REQUIRED TASK | Replace "provide a point" with "mark one point" in the entries between the line containing "the gabled roof." and the end of the entries, inclusive, and reproduce only those lines with everything else unchanged.

══ DATASET RECORDS

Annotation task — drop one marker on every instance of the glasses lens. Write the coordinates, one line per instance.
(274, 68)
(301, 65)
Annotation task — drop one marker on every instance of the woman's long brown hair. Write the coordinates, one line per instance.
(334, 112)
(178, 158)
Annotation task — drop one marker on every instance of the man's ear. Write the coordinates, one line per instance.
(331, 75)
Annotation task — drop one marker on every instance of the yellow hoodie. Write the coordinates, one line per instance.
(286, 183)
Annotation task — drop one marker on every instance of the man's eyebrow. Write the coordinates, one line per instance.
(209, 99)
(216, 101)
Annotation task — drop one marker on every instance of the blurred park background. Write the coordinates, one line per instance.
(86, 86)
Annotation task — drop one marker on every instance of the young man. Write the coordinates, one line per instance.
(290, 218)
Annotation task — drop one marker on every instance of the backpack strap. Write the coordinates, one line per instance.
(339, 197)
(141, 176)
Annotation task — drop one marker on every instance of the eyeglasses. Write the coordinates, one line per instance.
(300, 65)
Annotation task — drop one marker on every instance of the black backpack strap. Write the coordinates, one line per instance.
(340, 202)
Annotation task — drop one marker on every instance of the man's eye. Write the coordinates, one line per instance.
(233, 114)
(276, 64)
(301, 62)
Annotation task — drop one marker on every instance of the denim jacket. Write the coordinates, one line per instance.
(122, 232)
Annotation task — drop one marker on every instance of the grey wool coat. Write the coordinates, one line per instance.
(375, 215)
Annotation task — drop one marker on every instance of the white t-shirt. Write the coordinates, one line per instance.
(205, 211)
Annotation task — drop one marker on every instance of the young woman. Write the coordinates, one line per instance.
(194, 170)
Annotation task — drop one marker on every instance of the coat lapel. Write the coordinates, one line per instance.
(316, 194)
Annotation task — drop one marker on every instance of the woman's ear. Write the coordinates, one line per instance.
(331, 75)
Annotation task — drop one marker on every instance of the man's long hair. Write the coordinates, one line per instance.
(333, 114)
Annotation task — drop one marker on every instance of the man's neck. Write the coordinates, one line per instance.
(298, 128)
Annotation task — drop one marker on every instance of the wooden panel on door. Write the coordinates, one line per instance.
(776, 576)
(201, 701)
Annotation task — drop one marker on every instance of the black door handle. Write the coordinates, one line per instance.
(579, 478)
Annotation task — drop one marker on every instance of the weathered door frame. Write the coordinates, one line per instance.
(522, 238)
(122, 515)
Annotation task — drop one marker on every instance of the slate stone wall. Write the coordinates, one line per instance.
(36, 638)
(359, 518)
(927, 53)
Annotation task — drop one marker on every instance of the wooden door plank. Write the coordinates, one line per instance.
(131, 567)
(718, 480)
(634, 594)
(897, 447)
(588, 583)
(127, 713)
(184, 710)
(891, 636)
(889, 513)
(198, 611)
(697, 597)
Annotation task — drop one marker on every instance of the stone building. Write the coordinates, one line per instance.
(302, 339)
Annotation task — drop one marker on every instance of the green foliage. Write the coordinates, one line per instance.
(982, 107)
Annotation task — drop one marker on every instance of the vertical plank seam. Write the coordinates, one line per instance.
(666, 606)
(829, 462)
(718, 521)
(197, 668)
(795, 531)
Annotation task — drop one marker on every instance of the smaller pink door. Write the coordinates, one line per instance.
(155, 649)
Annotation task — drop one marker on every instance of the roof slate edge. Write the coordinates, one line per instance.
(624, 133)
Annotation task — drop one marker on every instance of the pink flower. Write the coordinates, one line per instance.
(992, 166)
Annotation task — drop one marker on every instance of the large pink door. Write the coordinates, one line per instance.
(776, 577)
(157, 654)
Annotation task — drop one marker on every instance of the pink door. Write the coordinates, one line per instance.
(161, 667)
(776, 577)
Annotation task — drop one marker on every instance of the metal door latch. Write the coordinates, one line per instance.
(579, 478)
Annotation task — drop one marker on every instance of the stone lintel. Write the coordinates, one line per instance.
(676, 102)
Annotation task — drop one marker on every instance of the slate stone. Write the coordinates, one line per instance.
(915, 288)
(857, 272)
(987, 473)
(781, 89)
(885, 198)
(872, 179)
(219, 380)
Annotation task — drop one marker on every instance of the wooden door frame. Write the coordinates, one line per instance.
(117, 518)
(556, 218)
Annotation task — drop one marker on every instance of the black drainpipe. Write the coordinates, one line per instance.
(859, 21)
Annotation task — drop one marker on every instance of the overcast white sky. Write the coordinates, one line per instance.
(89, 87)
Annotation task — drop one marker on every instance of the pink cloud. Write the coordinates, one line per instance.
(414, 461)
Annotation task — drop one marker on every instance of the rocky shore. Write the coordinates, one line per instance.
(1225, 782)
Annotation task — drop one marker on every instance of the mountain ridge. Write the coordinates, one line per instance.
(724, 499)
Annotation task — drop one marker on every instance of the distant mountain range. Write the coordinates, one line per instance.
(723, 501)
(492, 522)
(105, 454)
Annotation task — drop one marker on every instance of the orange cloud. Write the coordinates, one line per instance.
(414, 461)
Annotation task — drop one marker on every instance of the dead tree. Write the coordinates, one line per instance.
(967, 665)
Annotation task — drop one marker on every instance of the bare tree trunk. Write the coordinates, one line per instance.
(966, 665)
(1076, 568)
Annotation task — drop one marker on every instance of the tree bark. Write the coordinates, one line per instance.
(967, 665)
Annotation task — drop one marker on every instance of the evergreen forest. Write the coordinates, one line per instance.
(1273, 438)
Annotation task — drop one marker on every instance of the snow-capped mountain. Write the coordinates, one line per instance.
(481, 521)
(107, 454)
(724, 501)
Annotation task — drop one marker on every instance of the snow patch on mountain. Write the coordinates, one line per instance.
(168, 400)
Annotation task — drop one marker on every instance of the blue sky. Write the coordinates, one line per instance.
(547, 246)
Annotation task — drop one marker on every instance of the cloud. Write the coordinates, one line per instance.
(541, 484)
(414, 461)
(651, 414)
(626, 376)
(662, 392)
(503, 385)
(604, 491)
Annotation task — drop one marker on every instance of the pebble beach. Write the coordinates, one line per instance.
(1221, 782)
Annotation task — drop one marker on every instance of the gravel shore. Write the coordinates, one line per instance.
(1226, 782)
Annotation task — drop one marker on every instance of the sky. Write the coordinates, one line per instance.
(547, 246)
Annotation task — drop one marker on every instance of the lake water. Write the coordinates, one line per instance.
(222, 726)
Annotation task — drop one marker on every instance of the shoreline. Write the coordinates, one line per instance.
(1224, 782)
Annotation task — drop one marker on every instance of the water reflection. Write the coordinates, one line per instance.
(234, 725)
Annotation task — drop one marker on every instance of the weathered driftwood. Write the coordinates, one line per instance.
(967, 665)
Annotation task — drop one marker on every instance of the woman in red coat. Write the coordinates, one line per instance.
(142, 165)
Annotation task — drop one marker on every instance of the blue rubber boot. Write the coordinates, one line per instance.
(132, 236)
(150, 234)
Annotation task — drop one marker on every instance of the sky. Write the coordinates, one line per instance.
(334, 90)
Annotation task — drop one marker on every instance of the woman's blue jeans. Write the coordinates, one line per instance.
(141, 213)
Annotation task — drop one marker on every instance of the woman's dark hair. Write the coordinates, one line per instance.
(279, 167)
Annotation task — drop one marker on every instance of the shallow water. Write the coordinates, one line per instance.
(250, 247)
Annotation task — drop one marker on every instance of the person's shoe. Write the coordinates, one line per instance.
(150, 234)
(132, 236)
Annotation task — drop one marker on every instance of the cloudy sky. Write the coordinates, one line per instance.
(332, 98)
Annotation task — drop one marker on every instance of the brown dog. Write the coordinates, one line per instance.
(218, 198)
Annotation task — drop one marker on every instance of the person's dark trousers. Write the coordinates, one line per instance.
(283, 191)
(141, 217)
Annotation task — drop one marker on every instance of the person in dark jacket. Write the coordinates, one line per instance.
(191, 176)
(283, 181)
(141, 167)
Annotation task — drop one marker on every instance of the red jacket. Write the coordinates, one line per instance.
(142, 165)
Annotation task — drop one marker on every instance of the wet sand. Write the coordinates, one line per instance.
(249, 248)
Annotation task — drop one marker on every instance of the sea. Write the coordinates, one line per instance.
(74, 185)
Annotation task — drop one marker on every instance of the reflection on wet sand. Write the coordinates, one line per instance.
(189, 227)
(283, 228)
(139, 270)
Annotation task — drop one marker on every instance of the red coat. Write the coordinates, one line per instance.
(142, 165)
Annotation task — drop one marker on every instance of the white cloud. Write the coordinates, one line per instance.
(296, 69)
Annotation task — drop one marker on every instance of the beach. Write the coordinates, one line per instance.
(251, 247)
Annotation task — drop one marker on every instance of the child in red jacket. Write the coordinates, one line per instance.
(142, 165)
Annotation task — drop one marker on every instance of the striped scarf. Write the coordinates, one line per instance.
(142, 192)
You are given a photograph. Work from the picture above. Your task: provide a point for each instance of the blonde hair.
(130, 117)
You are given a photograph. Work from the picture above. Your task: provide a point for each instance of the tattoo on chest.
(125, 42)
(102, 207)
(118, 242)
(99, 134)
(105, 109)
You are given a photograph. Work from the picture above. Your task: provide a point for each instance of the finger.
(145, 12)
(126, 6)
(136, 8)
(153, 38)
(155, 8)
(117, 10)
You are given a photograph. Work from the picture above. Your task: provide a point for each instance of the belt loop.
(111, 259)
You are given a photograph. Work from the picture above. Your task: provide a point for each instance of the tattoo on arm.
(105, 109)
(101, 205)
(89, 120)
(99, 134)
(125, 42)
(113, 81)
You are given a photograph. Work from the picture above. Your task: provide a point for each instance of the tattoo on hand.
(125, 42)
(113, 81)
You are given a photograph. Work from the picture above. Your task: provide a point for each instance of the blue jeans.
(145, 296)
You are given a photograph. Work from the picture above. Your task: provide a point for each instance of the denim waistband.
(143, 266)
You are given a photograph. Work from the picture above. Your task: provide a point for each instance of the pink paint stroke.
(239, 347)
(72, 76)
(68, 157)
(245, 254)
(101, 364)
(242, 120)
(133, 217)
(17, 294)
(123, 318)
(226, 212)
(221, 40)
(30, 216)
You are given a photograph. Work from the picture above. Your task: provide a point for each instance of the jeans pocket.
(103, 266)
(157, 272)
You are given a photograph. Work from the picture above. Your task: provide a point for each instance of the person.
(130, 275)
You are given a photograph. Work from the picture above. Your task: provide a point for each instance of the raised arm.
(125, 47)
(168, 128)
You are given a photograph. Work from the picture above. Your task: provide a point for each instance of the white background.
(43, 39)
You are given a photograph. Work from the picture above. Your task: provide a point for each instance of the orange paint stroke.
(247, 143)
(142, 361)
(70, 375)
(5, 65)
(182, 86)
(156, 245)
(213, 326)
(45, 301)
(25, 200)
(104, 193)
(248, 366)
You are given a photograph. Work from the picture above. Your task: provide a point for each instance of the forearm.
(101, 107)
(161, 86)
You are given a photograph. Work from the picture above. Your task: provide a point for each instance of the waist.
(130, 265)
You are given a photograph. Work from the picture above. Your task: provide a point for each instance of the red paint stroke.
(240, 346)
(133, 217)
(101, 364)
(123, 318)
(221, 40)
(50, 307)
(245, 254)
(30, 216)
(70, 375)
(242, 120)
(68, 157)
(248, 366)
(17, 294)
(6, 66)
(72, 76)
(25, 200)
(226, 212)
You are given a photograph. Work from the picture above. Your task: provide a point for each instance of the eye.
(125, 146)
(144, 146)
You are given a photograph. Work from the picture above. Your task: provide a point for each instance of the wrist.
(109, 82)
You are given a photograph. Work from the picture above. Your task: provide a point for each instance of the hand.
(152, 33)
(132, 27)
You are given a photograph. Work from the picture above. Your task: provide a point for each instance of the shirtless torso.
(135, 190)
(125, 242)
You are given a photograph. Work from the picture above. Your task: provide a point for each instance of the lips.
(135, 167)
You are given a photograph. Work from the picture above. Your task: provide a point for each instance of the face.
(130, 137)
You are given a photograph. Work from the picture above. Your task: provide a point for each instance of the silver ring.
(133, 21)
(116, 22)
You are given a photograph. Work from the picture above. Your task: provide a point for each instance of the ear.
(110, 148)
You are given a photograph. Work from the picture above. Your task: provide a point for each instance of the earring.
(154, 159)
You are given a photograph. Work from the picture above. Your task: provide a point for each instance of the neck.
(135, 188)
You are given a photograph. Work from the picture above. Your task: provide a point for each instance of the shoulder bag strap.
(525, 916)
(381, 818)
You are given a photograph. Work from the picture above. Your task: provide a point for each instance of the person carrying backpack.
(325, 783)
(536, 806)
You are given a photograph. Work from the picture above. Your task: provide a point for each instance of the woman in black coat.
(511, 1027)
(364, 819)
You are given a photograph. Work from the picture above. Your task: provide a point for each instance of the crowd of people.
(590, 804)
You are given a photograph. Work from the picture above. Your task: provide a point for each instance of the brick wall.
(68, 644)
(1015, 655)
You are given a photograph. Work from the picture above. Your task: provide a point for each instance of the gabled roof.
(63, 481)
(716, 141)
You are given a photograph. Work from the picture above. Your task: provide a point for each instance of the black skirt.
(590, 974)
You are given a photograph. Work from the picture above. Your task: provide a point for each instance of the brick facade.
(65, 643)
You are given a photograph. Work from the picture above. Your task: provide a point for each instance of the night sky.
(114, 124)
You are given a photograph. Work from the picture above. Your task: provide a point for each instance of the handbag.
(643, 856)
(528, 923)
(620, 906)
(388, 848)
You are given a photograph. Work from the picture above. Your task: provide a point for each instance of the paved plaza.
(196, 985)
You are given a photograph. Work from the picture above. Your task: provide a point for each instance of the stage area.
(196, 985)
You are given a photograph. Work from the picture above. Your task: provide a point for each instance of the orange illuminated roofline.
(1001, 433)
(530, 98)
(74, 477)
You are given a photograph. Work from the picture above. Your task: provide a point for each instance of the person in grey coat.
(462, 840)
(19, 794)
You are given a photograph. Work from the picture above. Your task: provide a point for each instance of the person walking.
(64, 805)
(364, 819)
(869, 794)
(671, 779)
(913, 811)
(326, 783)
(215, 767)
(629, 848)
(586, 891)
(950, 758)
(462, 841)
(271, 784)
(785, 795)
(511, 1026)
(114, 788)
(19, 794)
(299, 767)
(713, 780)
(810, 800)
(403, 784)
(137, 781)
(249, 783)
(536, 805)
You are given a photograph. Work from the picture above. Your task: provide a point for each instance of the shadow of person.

════

OUTPUT BELOW |
You are given a photograph. Work from the picture above. Your task: mark one point for each instance of the gabled roof.
(63, 481)
(716, 141)
You are given a photograph. Work from the picture above. Your task: mark one point for each instance of the black skirt.
(590, 974)
You are given a photograph. Work from the picture above. Your task: mark one point for each instance of the brick facade.
(65, 643)
You are given a photograph. Work from the picture above. Your task: mark one point for each instance of the night sky.
(114, 124)
You are given a photograph. Work from the picture above. Your task: mark one point for each instance of the handbag.
(643, 856)
(528, 923)
(620, 906)
(388, 848)
You are given a photograph. Work from the picture above. Your task: mark one point for each instance of the paved plaza.
(196, 985)
You are given a photograph. Work from the picture above. Your task: mark one point for each instance of the stage area.
(196, 985)
You are given a photograph. Work from the picture above. Your task: mark one point for each instance of the orange illuminated roofline.
(1001, 433)
(530, 98)
(74, 477)
You are given a photograph. Work from the picture above. Your task: mark one point for each instance of the person in grey coat.
(462, 840)
(19, 794)
You are given a photograph. Work from the picture above. Your task: mark one point for each instance of the person walking.
(64, 805)
(364, 819)
(869, 794)
(671, 779)
(913, 811)
(326, 783)
(215, 767)
(629, 848)
(586, 891)
(950, 758)
(462, 841)
(271, 784)
(785, 795)
(511, 1026)
(114, 788)
(19, 794)
(299, 767)
(713, 780)
(810, 800)
(403, 784)
(137, 781)
(249, 783)
(536, 805)
You are given a photograph. Work from the picture above. Your task: mark one point for each instance of the shadow of person.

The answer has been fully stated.